● **Records shown**
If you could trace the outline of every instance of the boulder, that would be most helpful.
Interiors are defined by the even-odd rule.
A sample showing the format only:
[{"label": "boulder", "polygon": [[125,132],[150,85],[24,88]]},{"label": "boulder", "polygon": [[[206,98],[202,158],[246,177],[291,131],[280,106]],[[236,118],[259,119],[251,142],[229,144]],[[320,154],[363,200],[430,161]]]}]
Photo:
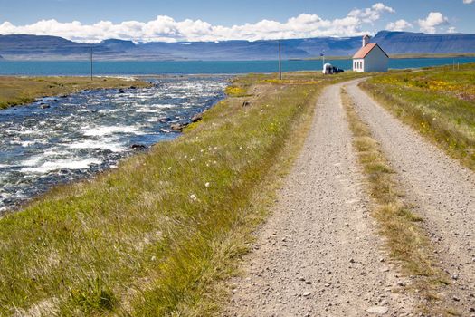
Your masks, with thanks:
[{"label": "boulder", "polygon": [[170,128],[174,131],[183,131],[183,130],[187,126],[187,123],[174,123],[170,126]]},{"label": "boulder", "polygon": [[144,150],[147,149],[147,147],[143,144],[132,144],[130,146],[130,149],[138,149],[138,150]]},{"label": "boulder", "polygon": [[192,122],[198,122],[203,120],[203,113],[197,113],[191,118]]}]

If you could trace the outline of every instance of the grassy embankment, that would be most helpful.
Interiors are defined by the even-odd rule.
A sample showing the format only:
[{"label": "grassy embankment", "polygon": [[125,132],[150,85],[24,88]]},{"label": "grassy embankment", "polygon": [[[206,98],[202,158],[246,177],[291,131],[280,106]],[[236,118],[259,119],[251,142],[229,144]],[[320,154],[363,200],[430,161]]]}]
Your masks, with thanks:
[{"label": "grassy embankment", "polygon": [[475,170],[475,64],[387,73],[361,83],[382,105]]},{"label": "grassy embankment", "polygon": [[356,112],[350,97],[342,90],[343,103],[354,135],[356,151],[373,200],[373,216],[394,259],[413,279],[413,291],[422,296],[419,308],[429,315],[451,312],[450,305],[437,296],[449,277],[437,267],[433,249],[419,223],[421,217],[404,201],[402,186],[389,166],[380,145]]},{"label": "grassy embankment", "polygon": [[1,218],[0,315],[215,313],[319,90],[354,76],[241,78],[177,139]]},{"label": "grassy embankment", "polygon": [[36,98],[70,94],[84,89],[146,87],[142,81],[89,77],[13,77],[0,76],[0,110],[33,102]]}]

● **Prompt**
Write the material out again exactly as it appears, dropping the pictures.

● **Solution for this task**
If you could trace the outline of every instance of the boulder, that would be most helpful.
Interiors are defined by the even-odd rule.
A sample showing the format only:
[{"label": "boulder", "polygon": [[125,132],[150,85],[24,88]]},{"label": "boulder", "polygon": [[[206,98],[202,158],[246,177],[291,131],[280,106]],[[236,118],[259,119],[251,142],[229,144]],[[320,154],[363,200],[430,161]]]}]
Photo:
Your masks, with thanks:
[{"label": "boulder", "polygon": [[170,128],[174,131],[183,131],[183,130],[187,126],[187,123],[174,123],[170,126]]},{"label": "boulder", "polygon": [[144,150],[147,149],[147,147],[143,144],[132,144],[130,146],[130,149],[138,149],[138,150]]},{"label": "boulder", "polygon": [[192,122],[198,122],[203,120],[203,113],[197,113],[191,118]]}]

If you could trace the outline of every instance of the grassy embankment, that would be most helpful.
Interiors are defined by the even-odd rule.
A sample showing the format only:
[{"label": "grassy embankment", "polygon": [[125,132],[150,85],[24,88]]},{"label": "grassy embankment", "polygon": [[[206,98],[202,158],[246,177],[291,131],[280,106]],[[236,118],[259,119],[251,142],[229,144]],[[320,154],[363,200],[430,161]]]}]
Your masks, with thanks:
[{"label": "grassy embankment", "polygon": [[475,170],[475,64],[387,73],[361,83],[382,105]]},{"label": "grassy embankment", "polygon": [[356,112],[350,97],[342,90],[343,103],[354,135],[356,151],[373,200],[373,216],[394,259],[413,279],[413,291],[422,296],[419,308],[429,315],[451,312],[450,305],[437,296],[449,277],[437,267],[433,249],[419,223],[421,217],[404,201],[402,186],[389,166],[380,145]]},{"label": "grassy embankment", "polygon": [[1,218],[0,315],[215,313],[319,90],[354,76],[241,78],[177,139]]},{"label": "grassy embankment", "polygon": [[36,98],[70,94],[84,89],[146,87],[142,81],[89,77],[13,77],[0,76],[0,110],[33,102]]}]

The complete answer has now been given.